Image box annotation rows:
-----
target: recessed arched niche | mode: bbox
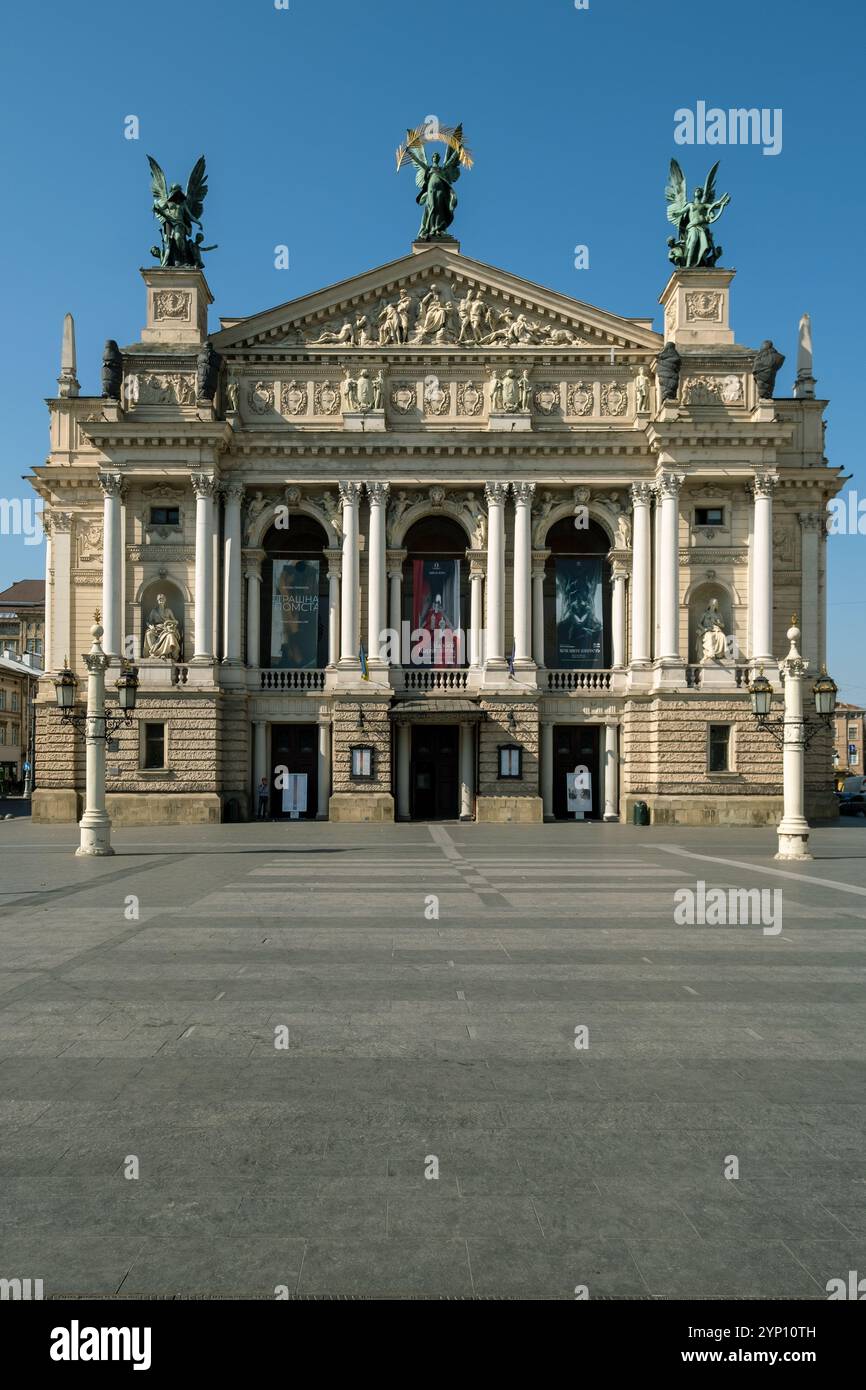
[544,516,613,670]
[260,512,328,671]
[139,577,186,662]
[688,580,734,662]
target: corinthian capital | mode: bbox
[367,482,391,507]
[189,473,217,498]
[631,482,653,507]
[484,482,509,507]
[336,482,361,507]
[99,473,124,498]
[512,482,535,507]
[656,468,683,502]
[752,470,778,498]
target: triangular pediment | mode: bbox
[213,243,662,357]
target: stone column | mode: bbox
[253,719,271,816]
[367,482,391,663]
[752,473,778,666]
[466,550,485,669]
[610,560,628,670]
[512,482,535,667]
[799,512,824,673]
[386,550,406,666]
[245,550,264,666]
[541,720,553,820]
[51,512,74,671]
[339,482,361,671]
[460,724,475,820]
[396,724,411,820]
[42,510,54,671]
[484,482,509,666]
[325,550,343,667]
[532,550,550,670]
[192,473,215,662]
[222,482,243,666]
[99,473,124,657]
[211,484,222,662]
[656,470,683,664]
[316,720,331,820]
[631,482,652,666]
[603,721,620,820]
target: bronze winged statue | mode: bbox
[664,160,731,268]
[398,125,473,242]
[147,154,217,270]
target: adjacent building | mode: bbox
[25,225,841,826]
[0,580,44,666]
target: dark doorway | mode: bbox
[271,724,318,820]
[553,724,605,820]
[411,724,460,820]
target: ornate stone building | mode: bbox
[32,242,840,824]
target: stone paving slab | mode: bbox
[0,819,866,1300]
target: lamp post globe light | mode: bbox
[749,614,837,859]
[54,610,138,855]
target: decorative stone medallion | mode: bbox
[314,381,339,416]
[279,381,307,416]
[569,381,595,416]
[457,381,484,416]
[391,381,416,416]
[532,381,559,416]
[602,381,628,416]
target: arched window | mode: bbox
[400,516,468,666]
[259,513,328,670]
[544,517,612,670]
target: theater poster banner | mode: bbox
[556,555,605,669]
[411,560,463,666]
[271,560,318,670]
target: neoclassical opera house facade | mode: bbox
[32,242,840,824]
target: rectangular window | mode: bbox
[708,724,731,773]
[499,744,523,780]
[145,724,165,769]
[352,745,373,781]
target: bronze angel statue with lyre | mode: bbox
[398,125,473,242]
[664,160,731,268]
[147,154,217,270]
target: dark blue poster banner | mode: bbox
[556,555,605,670]
[271,560,318,670]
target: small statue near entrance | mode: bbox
[698,599,727,662]
[143,594,182,662]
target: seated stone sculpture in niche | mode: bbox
[143,594,182,662]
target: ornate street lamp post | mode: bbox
[749,614,837,859]
[54,610,138,855]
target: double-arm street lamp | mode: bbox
[749,614,838,859]
[54,610,138,855]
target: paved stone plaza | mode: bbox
[0,820,866,1300]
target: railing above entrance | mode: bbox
[260,667,325,691]
[546,670,613,691]
[392,666,468,691]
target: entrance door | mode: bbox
[411,724,460,820]
[271,724,318,820]
[553,724,605,820]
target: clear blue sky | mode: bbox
[0,0,866,705]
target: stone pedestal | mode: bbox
[142,265,214,346]
[659,268,737,348]
[343,410,385,434]
[488,410,532,434]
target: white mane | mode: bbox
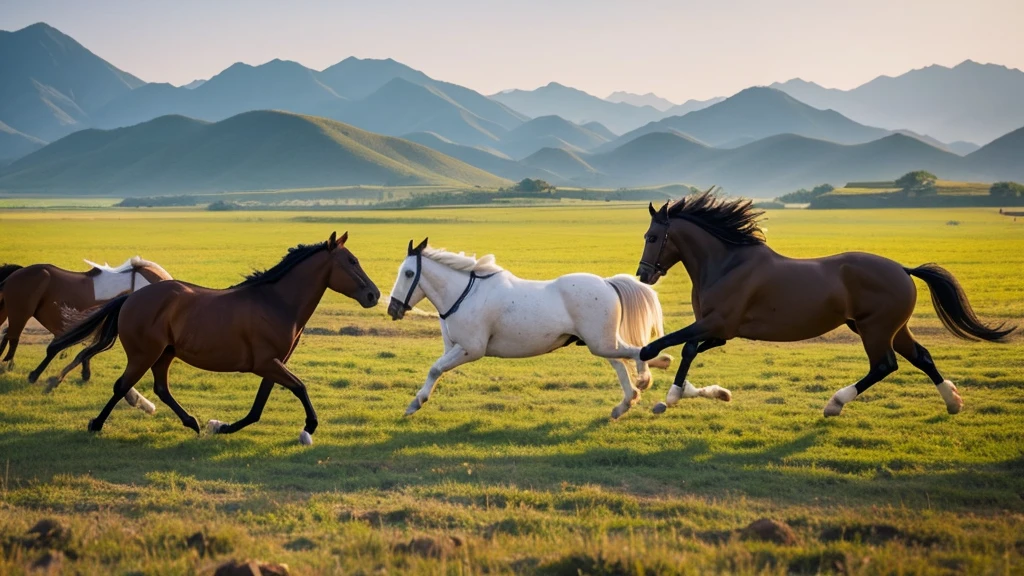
[423,246,505,274]
[83,256,172,278]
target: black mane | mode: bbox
[658,188,765,246]
[231,242,328,288]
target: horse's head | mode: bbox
[637,202,679,284]
[387,238,427,320]
[327,232,381,308]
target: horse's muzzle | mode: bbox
[387,296,406,320]
[637,262,662,286]
[359,287,381,308]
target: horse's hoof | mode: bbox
[647,354,672,370]
[136,396,157,416]
[824,397,843,418]
[712,384,732,402]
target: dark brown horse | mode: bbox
[637,190,1014,416]
[0,256,171,414]
[38,233,380,444]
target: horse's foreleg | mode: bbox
[255,359,319,446]
[406,343,483,416]
[653,338,732,414]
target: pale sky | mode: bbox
[0,0,1024,102]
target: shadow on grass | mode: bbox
[0,407,1024,511]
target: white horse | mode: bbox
[388,239,733,418]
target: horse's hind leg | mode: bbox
[824,322,898,416]
[607,358,640,420]
[206,378,273,434]
[406,344,483,416]
[153,346,200,434]
[893,326,964,414]
[89,340,163,431]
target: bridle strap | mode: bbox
[401,252,423,311]
[640,225,669,276]
[439,272,498,320]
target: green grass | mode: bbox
[0,204,1024,574]
[829,180,992,196]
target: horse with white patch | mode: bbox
[0,256,171,414]
[388,240,729,418]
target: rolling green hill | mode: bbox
[0,111,508,196]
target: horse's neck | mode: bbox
[420,258,469,314]
[262,250,331,326]
[671,218,731,290]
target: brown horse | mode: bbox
[0,256,171,403]
[37,233,380,444]
[637,190,1014,416]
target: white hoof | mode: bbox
[706,384,732,402]
[135,396,157,416]
[824,384,859,418]
[665,382,689,406]
[824,396,843,418]
[935,380,964,414]
[647,354,672,370]
[611,404,630,420]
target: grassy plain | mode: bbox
[0,205,1024,574]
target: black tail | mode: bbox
[33,294,131,374]
[0,264,22,291]
[903,264,1017,341]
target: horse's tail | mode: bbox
[903,264,1017,341]
[605,274,672,368]
[33,294,131,374]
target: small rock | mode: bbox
[185,532,206,558]
[32,550,63,573]
[741,518,797,546]
[213,560,289,576]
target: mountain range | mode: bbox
[772,60,1024,143]
[0,111,508,196]
[0,24,1024,194]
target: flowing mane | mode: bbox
[231,242,328,288]
[658,188,765,246]
[83,256,171,278]
[423,246,505,274]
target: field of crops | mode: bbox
[0,205,1024,574]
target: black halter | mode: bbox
[640,222,669,276]
[401,250,498,320]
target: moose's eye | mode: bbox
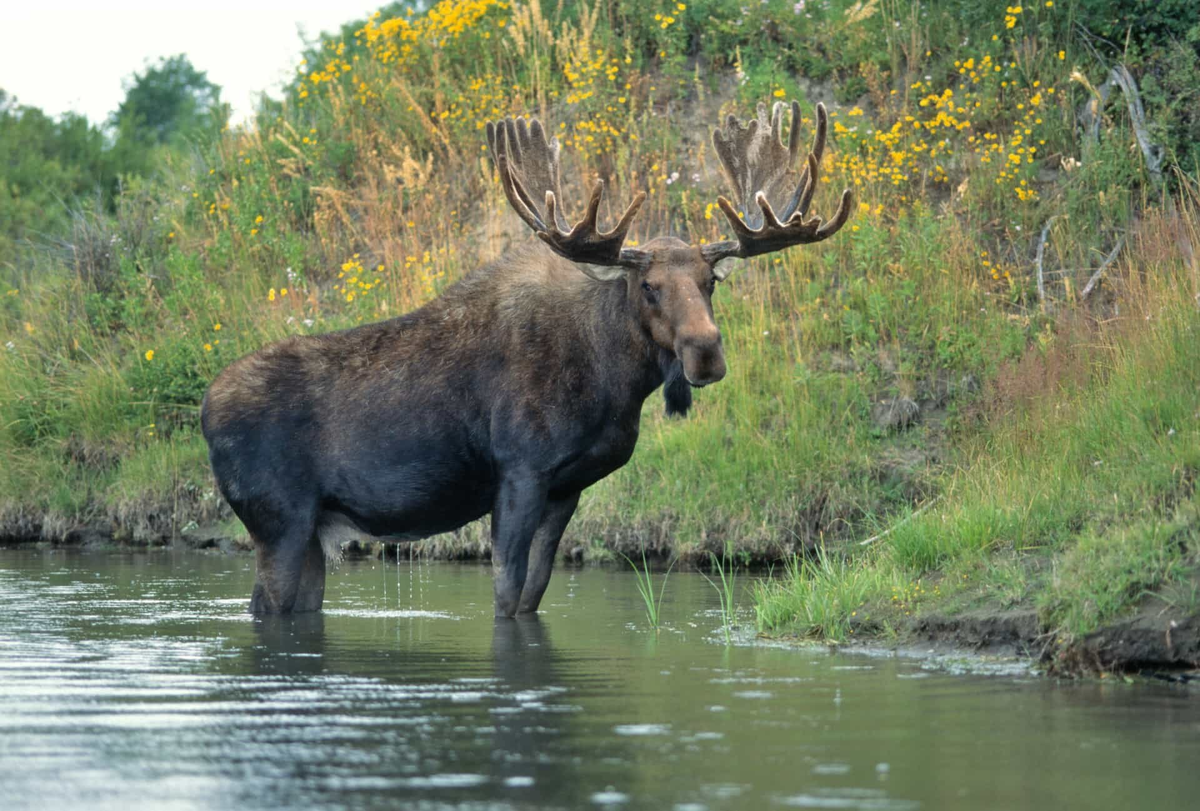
[642,282,659,305]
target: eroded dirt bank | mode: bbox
[0,522,1200,684]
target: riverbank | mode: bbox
[0,0,1200,669]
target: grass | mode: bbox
[704,554,738,644]
[0,0,1200,657]
[756,204,1200,641]
[622,552,676,632]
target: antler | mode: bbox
[701,102,853,272]
[487,118,649,275]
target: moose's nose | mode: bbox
[676,324,725,386]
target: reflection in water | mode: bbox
[0,551,1200,811]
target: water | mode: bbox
[0,551,1200,811]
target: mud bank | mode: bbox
[905,609,1200,683]
[0,522,1200,684]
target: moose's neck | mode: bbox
[578,267,674,408]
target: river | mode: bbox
[0,549,1200,811]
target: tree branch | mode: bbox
[1079,235,1124,301]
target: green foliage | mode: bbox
[0,90,119,266]
[0,0,1200,652]
[112,54,228,144]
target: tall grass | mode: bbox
[704,554,738,644]
[756,199,1200,639]
[0,0,1180,599]
[622,551,676,632]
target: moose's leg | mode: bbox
[244,510,325,614]
[492,473,546,617]
[517,493,580,614]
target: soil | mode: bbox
[0,522,1200,684]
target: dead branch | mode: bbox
[1108,64,1164,184]
[1037,214,1062,312]
[858,495,942,546]
[1079,235,1124,301]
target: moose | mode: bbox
[200,102,852,618]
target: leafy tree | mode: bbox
[0,90,116,265]
[110,54,228,144]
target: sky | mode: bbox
[0,0,385,124]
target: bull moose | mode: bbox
[200,102,852,617]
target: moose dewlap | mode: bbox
[200,102,852,617]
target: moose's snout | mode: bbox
[676,323,725,386]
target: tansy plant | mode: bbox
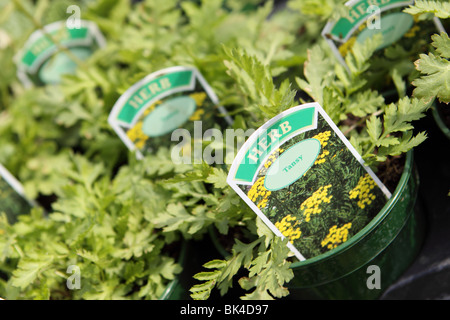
[191,11,429,299]
[405,0,450,104]
[0,0,314,299]
[0,0,436,299]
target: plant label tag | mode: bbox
[0,164,35,223]
[322,0,445,69]
[227,102,391,260]
[108,66,232,159]
[14,20,106,87]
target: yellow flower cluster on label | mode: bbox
[349,173,376,209]
[313,130,331,164]
[300,184,333,222]
[264,148,284,169]
[247,177,272,209]
[321,222,352,249]
[275,214,302,242]
[339,37,356,57]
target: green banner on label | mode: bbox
[329,0,413,39]
[117,70,193,124]
[21,27,89,67]
[235,107,315,182]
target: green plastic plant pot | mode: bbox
[288,151,425,300]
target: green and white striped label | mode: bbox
[108,66,232,158]
[14,20,106,86]
[227,103,391,260]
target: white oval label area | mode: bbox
[264,138,321,191]
[142,96,197,137]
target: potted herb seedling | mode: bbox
[405,1,450,137]
[1,1,308,299]
[187,28,428,299]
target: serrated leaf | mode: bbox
[11,256,53,289]
[206,168,228,189]
[412,35,450,103]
-----
WRITTEN TASK
Rename "medallion" to "roundel" in the stretch of rows from the line that contains "target: lamp post globe light | mode: bbox" through the line that contains "[544,517,612,670]". Give back only those lines, with everything else left unchanged.

PROBLEM SOLUTION
target: lamp post globe light | mode: bbox
[749,614,837,859]
[54,610,138,855]
target: decorative stone roundel | mode: bbox
[314,381,339,416]
[279,381,307,416]
[569,381,595,416]
[457,381,484,416]
[391,381,416,416]
[532,381,559,416]
[602,381,628,416]
target: arched window | mode: bbox
[400,516,468,666]
[259,513,328,670]
[544,517,612,670]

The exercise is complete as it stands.